In the entries below, spot each line with the word "riverbed" and copy it.

------ Source data ------

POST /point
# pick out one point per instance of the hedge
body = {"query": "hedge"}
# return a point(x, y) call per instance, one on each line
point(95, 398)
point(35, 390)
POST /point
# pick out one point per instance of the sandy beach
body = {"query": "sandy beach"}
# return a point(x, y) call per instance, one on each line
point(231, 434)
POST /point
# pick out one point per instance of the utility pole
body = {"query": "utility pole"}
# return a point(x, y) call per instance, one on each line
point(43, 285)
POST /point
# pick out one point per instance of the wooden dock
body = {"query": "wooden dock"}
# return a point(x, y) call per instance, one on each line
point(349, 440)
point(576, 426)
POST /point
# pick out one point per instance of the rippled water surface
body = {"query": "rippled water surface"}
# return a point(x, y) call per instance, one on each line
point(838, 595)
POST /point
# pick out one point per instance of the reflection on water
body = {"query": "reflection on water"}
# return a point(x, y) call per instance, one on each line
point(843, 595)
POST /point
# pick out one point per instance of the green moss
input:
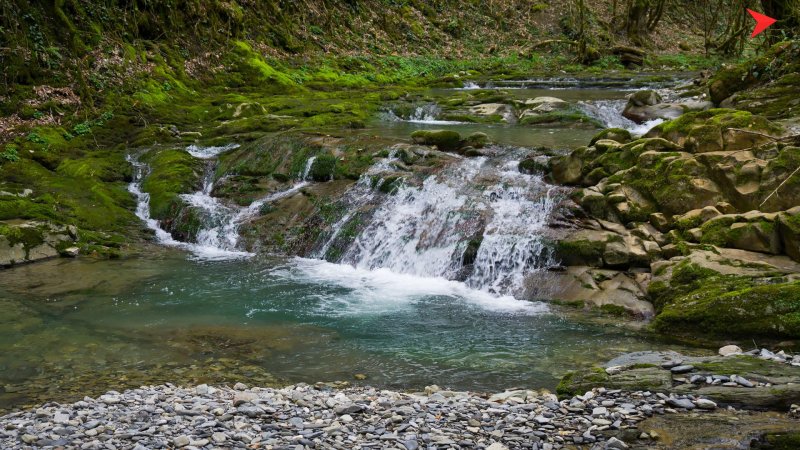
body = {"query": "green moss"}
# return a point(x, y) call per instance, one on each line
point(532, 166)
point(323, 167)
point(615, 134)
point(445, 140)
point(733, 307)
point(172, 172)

------
------ Source data ------

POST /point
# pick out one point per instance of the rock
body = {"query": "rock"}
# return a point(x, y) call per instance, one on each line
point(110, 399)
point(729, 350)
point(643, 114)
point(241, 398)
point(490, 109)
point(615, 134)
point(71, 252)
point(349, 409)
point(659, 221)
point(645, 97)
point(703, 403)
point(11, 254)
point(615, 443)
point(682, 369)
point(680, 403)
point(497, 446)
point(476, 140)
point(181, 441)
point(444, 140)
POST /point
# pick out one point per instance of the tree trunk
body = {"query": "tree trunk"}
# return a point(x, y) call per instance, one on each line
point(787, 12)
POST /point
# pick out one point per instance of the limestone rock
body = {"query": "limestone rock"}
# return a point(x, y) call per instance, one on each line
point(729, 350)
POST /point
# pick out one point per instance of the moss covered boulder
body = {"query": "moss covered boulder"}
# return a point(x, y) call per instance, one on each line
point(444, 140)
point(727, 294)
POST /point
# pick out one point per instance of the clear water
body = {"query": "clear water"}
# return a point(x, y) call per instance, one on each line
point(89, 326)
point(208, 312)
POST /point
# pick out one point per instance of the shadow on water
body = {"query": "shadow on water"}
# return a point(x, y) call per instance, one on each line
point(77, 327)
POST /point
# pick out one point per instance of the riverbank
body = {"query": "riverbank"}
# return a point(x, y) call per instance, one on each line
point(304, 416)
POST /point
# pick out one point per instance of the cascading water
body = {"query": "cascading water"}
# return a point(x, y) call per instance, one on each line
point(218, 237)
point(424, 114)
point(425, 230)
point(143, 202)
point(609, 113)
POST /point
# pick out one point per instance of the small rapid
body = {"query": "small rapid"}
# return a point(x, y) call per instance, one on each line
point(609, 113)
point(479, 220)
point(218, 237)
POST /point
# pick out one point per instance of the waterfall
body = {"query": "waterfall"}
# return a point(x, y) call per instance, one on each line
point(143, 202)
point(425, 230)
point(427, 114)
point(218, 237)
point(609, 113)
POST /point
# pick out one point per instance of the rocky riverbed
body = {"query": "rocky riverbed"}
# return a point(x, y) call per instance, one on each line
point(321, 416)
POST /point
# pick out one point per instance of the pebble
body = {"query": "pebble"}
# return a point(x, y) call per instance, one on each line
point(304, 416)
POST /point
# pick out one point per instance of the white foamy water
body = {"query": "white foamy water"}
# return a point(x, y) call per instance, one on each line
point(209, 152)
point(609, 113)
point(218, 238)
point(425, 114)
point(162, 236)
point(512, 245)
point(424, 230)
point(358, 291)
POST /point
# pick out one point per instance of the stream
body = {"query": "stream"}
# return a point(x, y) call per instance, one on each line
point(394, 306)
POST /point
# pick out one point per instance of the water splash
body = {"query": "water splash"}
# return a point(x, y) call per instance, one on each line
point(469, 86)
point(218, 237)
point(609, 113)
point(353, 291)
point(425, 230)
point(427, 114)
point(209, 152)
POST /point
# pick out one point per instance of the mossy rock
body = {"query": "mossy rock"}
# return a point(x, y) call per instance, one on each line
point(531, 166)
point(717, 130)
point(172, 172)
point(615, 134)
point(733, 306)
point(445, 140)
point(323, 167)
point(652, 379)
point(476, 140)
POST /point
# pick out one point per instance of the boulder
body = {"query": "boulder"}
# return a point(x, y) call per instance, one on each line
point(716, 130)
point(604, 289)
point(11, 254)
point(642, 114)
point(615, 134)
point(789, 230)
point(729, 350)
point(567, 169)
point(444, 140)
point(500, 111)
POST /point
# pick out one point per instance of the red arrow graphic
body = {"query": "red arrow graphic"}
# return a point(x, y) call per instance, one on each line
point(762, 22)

------

• Result
# pick out one point per instance of the rocky riverbed
body = {"query": "rocky riverbed"}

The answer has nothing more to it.